- _WHAT TO DO_: Show each line of the records in which the word "below" occurs.

-------- SUPPLIED INFORMATION --------

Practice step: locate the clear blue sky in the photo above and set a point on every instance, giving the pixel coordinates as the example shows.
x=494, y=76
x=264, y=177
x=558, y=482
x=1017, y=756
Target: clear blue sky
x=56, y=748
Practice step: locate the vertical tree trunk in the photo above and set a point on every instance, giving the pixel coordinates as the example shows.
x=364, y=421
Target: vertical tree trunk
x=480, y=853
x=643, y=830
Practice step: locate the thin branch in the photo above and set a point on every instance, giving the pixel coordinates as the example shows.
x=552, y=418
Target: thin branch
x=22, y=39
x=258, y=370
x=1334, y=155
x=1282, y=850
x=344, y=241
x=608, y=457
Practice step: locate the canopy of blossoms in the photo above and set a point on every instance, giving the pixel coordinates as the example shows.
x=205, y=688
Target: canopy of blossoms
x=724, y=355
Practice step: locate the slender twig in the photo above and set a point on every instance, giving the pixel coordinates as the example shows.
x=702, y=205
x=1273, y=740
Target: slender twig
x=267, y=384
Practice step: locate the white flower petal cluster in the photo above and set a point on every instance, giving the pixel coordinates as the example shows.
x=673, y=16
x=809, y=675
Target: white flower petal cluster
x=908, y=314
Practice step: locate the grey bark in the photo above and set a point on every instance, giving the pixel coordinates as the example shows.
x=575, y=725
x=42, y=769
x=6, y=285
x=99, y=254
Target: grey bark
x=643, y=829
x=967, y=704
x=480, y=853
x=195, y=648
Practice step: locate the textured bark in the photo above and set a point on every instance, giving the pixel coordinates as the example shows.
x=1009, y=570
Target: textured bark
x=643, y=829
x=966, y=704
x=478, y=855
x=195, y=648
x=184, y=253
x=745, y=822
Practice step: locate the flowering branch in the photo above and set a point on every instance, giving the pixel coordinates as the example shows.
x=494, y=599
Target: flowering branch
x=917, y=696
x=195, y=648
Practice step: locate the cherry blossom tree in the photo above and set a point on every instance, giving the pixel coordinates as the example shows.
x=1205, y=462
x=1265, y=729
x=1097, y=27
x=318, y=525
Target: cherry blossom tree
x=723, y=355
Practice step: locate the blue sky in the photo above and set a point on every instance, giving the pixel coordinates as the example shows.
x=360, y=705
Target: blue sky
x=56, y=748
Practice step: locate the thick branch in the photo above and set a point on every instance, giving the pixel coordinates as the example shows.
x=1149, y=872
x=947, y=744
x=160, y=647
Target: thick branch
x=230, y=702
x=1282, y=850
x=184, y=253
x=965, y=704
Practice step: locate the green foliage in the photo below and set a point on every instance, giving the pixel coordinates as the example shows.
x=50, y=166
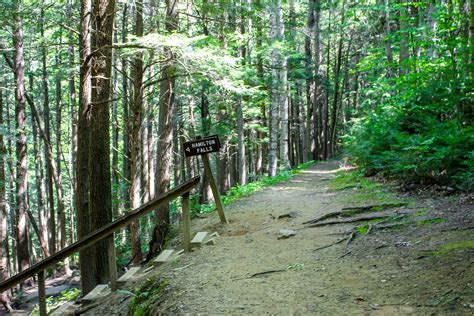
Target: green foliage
x=417, y=135
x=241, y=191
x=364, y=191
x=53, y=303
x=455, y=246
x=147, y=295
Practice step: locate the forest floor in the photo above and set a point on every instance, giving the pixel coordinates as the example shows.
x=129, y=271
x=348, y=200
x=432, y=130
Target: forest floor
x=412, y=259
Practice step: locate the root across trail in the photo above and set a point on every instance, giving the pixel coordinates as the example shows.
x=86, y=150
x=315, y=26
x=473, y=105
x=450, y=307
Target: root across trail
x=392, y=266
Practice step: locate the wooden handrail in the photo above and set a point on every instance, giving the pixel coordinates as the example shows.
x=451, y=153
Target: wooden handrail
x=99, y=234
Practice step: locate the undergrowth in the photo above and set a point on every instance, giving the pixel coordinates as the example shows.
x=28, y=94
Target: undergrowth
x=147, y=295
x=53, y=303
x=241, y=191
x=363, y=190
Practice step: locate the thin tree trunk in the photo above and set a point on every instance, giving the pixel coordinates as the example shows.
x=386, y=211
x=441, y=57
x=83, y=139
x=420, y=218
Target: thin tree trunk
x=73, y=111
x=47, y=128
x=135, y=139
x=21, y=235
x=165, y=132
x=81, y=197
x=279, y=104
x=4, y=267
x=99, y=143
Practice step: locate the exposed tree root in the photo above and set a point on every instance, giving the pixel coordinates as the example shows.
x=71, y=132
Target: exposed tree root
x=350, y=220
x=349, y=211
x=376, y=207
x=266, y=272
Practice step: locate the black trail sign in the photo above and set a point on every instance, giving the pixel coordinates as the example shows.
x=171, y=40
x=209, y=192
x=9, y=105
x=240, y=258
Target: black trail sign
x=202, y=146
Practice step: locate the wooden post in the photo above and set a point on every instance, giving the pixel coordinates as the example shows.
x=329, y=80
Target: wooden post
x=186, y=223
x=42, y=293
x=112, y=263
x=215, y=191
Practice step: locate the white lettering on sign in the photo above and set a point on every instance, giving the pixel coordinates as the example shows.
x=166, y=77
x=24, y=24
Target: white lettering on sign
x=204, y=143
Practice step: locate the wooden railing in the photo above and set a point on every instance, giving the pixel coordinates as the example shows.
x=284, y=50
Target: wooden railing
x=106, y=231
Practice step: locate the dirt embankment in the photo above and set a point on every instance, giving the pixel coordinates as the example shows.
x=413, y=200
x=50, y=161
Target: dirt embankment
x=412, y=255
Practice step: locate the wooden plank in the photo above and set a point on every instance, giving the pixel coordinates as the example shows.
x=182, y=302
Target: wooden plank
x=99, y=291
x=210, y=242
x=67, y=308
x=99, y=234
x=198, y=239
x=215, y=190
x=164, y=256
x=129, y=275
x=42, y=293
x=186, y=223
x=112, y=263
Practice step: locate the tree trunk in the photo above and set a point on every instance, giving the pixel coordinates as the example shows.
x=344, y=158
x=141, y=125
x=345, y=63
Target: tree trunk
x=4, y=271
x=81, y=197
x=21, y=235
x=99, y=143
x=165, y=132
x=403, y=37
x=73, y=111
x=278, y=91
x=135, y=141
x=46, y=118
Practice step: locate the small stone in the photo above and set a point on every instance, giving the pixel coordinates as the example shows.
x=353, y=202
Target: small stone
x=286, y=233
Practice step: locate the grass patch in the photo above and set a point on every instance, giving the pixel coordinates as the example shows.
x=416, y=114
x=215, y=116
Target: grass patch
x=53, y=303
x=365, y=191
x=147, y=295
x=240, y=191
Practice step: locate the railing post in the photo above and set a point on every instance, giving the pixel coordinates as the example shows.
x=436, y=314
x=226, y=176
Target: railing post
x=112, y=263
x=215, y=190
x=42, y=293
x=186, y=224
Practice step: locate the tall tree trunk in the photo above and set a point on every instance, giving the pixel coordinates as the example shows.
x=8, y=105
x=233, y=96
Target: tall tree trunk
x=61, y=205
x=310, y=80
x=43, y=233
x=278, y=86
x=21, y=235
x=126, y=121
x=403, y=37
x=4, y=271
x=81, y=197
x=135, y=141
x=165, y=131
x=73, y=111
x=99, y=143
x=46, y=118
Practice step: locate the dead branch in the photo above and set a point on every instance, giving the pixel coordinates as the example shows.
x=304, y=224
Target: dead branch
x=330, y=245
x=349, y=211
x=349, y=220
x=376, y=207
x=266, y=272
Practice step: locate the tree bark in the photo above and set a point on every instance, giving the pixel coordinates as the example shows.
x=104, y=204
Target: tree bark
x=99, y=143
x=278, y=92
x=165, y=131
x=81, y=197
x=135, y=141
x=21, y=235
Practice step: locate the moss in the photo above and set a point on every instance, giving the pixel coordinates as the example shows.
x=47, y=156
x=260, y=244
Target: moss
x=455, y=246
x=147, y=295
x=431, y=221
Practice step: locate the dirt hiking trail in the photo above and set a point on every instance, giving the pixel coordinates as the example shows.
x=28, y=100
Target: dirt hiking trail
x=382, y=270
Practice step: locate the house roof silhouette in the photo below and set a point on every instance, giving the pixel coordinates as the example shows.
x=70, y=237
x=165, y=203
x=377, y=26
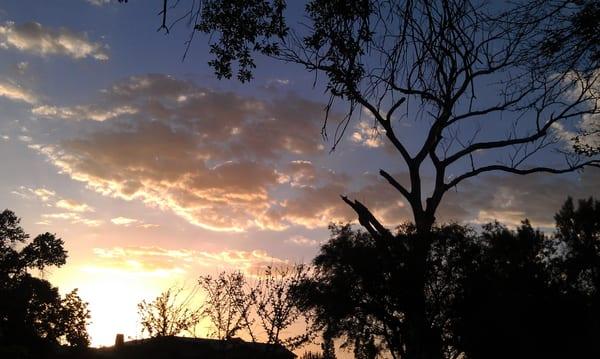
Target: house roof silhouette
x=191, y=348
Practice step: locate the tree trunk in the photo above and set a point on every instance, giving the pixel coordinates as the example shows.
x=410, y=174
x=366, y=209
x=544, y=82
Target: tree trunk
x=422, y=341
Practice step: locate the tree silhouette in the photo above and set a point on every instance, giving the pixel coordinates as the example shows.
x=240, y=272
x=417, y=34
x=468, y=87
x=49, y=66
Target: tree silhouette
x=228, y=304
x=473, y=75
x=495, y=294
x=33, y=316
x=169, y=314
x=275, y=310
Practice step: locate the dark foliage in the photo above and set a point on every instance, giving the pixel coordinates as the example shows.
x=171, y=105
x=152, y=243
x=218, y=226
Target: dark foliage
x=34, y=319
x=497, y=294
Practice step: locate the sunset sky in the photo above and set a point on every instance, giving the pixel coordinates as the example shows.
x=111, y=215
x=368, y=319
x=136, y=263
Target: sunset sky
x=153, y=171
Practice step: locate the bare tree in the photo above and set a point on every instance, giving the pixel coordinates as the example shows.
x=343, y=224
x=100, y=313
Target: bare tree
x=277, y=313
x=228, y=304
x=470, y=73
x=170, y=313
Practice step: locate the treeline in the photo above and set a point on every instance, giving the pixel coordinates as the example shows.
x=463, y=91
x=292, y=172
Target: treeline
x=35, y=321
x=489, y=293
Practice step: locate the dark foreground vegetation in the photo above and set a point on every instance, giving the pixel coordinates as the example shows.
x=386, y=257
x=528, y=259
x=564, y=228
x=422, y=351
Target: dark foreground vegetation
x=34, y=319
x=490, y=293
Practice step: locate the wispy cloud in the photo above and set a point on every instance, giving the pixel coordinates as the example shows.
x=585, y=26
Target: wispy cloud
x=178, y=261
x=15, y=92
x=72, y=205
x=34, y=38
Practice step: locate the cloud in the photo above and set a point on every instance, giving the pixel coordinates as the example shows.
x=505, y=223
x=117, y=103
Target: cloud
x=33, y=37
x=302, y=241
x=72, y=205
x=99, y=2
x=82, y=112
x=160, y=260
x=72, y=217
x=123, y=221
x=511, y=198
x=213, y=158
x=44, y=194
x=16, y=93
x=367, y=134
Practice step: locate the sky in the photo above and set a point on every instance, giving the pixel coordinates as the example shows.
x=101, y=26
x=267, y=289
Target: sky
x=153, y=171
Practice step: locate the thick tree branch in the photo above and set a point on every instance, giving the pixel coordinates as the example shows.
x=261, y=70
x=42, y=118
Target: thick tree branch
x=518, y=171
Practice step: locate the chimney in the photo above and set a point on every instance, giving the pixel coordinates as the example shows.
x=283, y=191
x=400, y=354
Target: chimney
x=119, y=340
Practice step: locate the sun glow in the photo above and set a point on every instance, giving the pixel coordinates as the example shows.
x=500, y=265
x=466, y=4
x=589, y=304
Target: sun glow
x=113, y=294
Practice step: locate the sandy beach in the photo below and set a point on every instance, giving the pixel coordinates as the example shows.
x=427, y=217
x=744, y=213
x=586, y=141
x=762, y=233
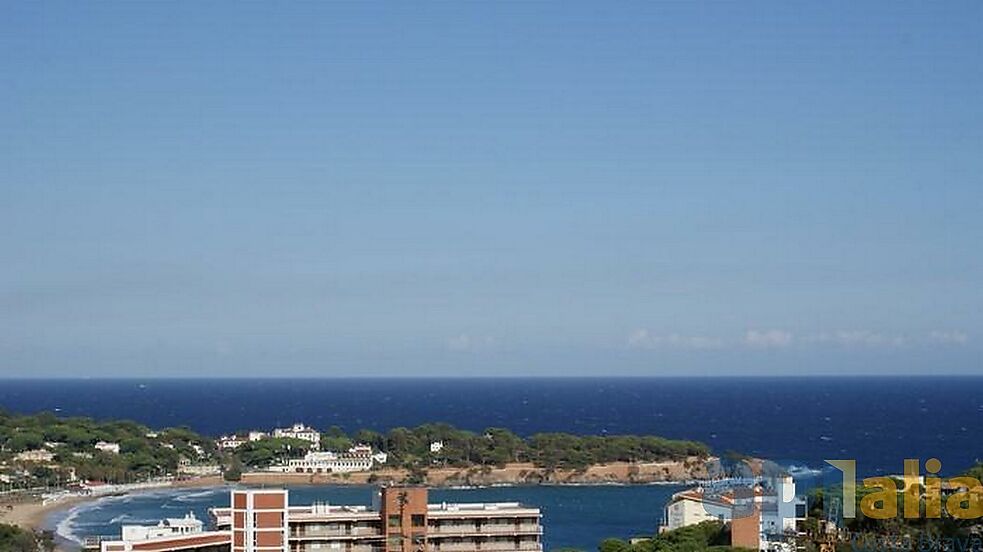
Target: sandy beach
x=31, y=514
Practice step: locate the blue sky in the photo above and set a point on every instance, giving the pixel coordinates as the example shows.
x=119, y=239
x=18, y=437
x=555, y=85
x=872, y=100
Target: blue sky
x=569, y=188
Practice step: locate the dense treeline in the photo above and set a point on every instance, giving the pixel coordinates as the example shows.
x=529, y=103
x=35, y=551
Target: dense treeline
x=143, y=454
x=496, y=446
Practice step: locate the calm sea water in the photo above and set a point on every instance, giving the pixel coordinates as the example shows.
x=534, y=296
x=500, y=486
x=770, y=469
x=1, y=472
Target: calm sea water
x=572, y=516
x=796, y=421
x=801, y=421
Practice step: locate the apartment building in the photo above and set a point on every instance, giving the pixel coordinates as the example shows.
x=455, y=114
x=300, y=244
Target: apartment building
x=400, y=520
x=763, y=513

--------

- _ANSWER TO THIS EXERCISE_:
Practice step: locate the green foliage in the photo below and set a point on every instance, giving the pixel coordinates as the example shows.
Practice step: locate the house roof silhouette in the photo below and set a point on every instance, giving the pixel coordinates as the example shows.
Practice step: locate the sandy beach in the photo below and set a point on every instance, giving the pixel coordinates as the example shows.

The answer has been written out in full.